→ **AUFGABENSTELLUNG**:
Gib die folgenden Zeilen vollständig und ohne jede Änderung zurück.

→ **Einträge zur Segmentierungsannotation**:

════════════════════

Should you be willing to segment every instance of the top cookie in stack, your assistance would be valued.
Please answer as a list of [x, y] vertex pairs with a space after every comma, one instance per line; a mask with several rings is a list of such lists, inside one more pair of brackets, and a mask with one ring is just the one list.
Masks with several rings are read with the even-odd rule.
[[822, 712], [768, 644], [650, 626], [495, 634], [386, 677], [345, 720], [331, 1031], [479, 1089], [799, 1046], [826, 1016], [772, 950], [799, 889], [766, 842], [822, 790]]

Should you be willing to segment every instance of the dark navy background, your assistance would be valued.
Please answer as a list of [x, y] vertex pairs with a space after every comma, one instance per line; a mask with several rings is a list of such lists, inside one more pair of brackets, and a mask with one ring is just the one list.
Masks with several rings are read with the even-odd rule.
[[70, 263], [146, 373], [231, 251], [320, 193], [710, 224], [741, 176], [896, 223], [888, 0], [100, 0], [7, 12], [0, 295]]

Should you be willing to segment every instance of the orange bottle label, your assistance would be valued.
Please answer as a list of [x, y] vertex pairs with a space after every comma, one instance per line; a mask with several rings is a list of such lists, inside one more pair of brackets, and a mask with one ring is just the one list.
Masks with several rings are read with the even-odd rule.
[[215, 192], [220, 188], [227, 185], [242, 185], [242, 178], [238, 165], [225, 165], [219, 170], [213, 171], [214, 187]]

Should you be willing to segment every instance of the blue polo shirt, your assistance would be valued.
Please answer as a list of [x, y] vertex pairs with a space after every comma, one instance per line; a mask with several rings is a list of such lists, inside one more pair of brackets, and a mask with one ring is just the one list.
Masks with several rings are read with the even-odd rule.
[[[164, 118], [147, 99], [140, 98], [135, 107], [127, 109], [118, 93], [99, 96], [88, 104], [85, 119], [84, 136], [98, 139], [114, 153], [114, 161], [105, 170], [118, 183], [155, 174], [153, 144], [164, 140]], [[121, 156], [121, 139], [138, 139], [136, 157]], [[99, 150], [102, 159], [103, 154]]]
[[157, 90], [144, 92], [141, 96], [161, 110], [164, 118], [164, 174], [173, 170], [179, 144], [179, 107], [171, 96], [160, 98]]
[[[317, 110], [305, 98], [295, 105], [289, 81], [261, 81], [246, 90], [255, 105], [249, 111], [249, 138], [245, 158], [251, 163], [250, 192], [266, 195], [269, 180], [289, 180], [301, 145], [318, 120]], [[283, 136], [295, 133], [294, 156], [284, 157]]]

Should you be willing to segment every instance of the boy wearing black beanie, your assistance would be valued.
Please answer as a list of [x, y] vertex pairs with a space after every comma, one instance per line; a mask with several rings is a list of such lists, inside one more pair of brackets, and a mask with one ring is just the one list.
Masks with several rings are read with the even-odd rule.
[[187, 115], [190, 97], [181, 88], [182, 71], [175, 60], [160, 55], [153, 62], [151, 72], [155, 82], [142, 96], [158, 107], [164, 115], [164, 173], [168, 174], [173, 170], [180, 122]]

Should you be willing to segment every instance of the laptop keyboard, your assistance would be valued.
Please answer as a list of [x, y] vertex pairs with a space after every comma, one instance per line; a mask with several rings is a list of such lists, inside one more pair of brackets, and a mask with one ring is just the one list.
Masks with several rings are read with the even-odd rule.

════════════════════

→ **ERGEBNIS**:
Should you be willing to segment every instance of the top cookie in stack, your assistance would be valued.
Please answer as a list of [x, y] vertex pairs with a space after every comma, one instance per line; a mask with several rings is a list of such lists, inside one more pair of brackets, and a mask with one ring is just the one list.
Masks with several rings are read with the even-odd rule.
[[822, 712], [768, 644], [650, 626], [495, 634], [386, 677], [345, 720], [331, 1031], [479, 1089], [799, 1046], [826, 1016], [772, 950], [799, 889], [766, 842], [822, 790]]

Should you be willing to segment every instance of the dark navy background, your assistance would be valued.
Please answer as a list of [x, y] vertex pairs with a space after every comma, one instance per line; a mask with several rings is a list of such lists, inside one more pair of brackets, and a mask with one ring is just the one list.
Masks with several rings are read with the even-odd rule.
[[70, 263], [146, 373], [231, 251], [320, 193], [710, 224], [741, 176], [896, 223], [888, 0], [100, 0], [7, 12], [0, 295]]

Should you be willing to segment every instance of the orange bottle label, your assistance would be valued.
Please answer as a list of [x, y] vertex pairs with a space after every comma, one instance per line; a mask with several rings is a list of such lists, inside one more pair of brackets, and a mask with one ring is just the one list.
Masks with several rings are read with the even-odd rule.
[[215, 192], [220, 188], [227, 185], [242, 185], [242, 178], [238, 165], [225, 165], [219, 170], [213, 171], [214, 187]]

Should you be willing to segment every instance of the blue polo shirt, your assistance would be valued.
Please answer as a list of [x, y] vertex pairs with a space after every comma, one instance per line; a mask with several rings is a list of such lists, inside one more pair of brackets, and a mask with one ring is just the one list.
Masks with several rings are read with the even-odd rule.
[[[164, 118], [147, 99], [140, 98], [135, 107], [127, 109], [118, 93], [99, 96], [88, 104], [85, 119], [84, 136], [98, 139], [114, 153], [114, 161], [105, 170], [118, 183], [155, 174], [153, 144], [164, 140]], [[121, 156], [121, 139], [138, 139], [136, 157]], [[99, 150], [102, 159], [103, 154]]]
[[157, 90], [144, 92], [141, 96], [161, 110], [164, 118], [164, 174], [173, 170], [179, 144], [179, 107], [171, 96], [160, 98]]
[[[317, 110], [305, 98], [295, 105], [289, 81], [261, 81], [246, 90], [255, 105], [249, 111], [249, 138], [245, 158], [251, 163], [250, 192], [266, 195], [269, 180], [289, 180], [301, 145], [318, 120]], [[283, 136], [295, 133], [294, 156], [284, 157]]]

Should you be willing to segment every instance of the boy wearing black beanie, your assistance would be valued.
Please answer as a list of [x, y] vertex pairs with a space after every comma, one instance per line; a mask with several rings is a list of such lists, inside one more pair of brackets, and a mask with one ring is just the one list.
Masks with several rings are read with the even-odd rule.
[[187, 115], [190, 97], [181, 88], [182, 71], [175, 60], [160, 55], [153, 62], [151, 72], [155, 82], [142, 96], [158, 107], [164, 115], [164, 173], [168, 174], [173, 170], [180, 122]]

Should you be willing to segment every instance of the laptop keyboard, your assistance would be valued.
Please answer as a list of [x, y] vertex pairs with a space after every comma, one instance per line; a mask with several rings is a list of such lists, inside one more pair of brackets, and a mask with one ring is just the one list.
Masks with several rings are read with the even-odd rule.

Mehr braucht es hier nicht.